Check every line of the entries below for the word "mountain", and copy the ones that have it.
===== Working data
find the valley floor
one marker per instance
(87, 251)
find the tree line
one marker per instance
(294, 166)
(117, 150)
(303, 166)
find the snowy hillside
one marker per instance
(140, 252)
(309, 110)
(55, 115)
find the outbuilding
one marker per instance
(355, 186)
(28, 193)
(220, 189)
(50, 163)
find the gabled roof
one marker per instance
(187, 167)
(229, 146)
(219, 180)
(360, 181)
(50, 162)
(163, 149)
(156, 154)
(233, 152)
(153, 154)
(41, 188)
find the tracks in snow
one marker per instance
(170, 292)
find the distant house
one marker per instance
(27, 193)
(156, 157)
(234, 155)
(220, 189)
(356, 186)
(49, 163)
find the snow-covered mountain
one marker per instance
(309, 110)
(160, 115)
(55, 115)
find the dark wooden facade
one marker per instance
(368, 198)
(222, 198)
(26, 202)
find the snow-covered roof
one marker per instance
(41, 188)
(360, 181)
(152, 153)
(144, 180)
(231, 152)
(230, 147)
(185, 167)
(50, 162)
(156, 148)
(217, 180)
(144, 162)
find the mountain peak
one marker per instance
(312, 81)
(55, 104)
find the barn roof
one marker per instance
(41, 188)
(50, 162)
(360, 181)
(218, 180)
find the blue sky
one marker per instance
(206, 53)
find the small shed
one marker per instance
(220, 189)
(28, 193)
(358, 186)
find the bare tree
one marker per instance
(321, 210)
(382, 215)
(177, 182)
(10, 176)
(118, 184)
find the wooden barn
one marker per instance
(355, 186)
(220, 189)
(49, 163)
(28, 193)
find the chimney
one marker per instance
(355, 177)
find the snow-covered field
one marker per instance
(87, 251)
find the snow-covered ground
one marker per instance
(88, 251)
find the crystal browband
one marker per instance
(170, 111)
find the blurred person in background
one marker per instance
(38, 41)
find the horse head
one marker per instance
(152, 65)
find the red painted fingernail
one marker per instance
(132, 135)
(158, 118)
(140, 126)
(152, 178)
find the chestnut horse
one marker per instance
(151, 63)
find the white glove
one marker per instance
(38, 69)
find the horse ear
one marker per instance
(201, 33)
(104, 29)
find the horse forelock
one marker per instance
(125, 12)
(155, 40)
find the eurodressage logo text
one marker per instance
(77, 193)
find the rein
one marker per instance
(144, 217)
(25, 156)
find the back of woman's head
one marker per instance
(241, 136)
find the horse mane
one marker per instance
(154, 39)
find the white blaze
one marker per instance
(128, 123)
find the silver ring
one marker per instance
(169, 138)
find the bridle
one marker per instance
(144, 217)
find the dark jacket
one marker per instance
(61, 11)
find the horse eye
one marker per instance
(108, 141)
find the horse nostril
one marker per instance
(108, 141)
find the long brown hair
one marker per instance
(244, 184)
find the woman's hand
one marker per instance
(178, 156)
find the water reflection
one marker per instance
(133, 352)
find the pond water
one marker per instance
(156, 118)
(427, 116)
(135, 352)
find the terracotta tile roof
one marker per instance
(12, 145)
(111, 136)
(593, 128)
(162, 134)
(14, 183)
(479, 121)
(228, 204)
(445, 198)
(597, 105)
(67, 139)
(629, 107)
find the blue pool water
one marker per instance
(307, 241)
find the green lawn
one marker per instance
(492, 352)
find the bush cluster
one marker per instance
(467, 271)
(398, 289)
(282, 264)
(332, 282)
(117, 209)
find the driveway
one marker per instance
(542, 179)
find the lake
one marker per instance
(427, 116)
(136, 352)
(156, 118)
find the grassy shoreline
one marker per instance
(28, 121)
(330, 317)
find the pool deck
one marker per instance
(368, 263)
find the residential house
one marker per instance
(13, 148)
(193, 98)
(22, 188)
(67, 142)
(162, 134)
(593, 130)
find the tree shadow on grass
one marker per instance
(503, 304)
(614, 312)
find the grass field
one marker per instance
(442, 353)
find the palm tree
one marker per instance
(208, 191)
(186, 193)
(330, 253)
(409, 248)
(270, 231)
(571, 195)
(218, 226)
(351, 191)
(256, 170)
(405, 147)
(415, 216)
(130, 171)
==========
*Written answer*
find the snow-covered mountain
find the mountain peak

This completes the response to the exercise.